## [WHAT YOU WILL DO]
All of the entries below should be printed exactly; the pictures are to be left out.

## [EXTRACTED DATA]
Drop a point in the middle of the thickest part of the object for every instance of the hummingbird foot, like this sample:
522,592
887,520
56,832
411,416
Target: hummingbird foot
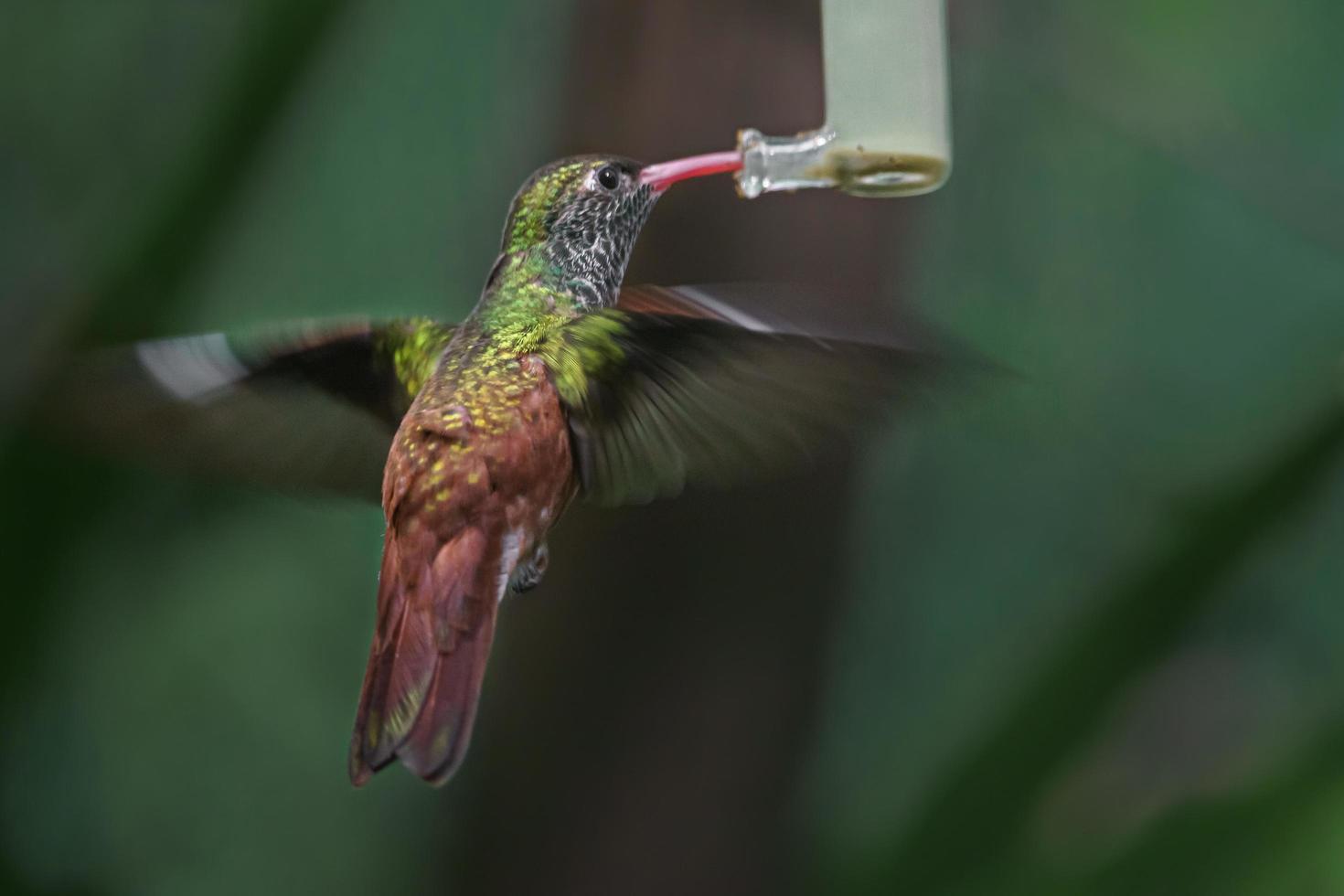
528,574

## [EXERCISE RESPONSE]
Drop a point in the middle of the thickest part of the object for every instance of the hummingbird foot, like this sample:
522,592
887,520
56,832
411,416
Target: hummingbird foot
528,574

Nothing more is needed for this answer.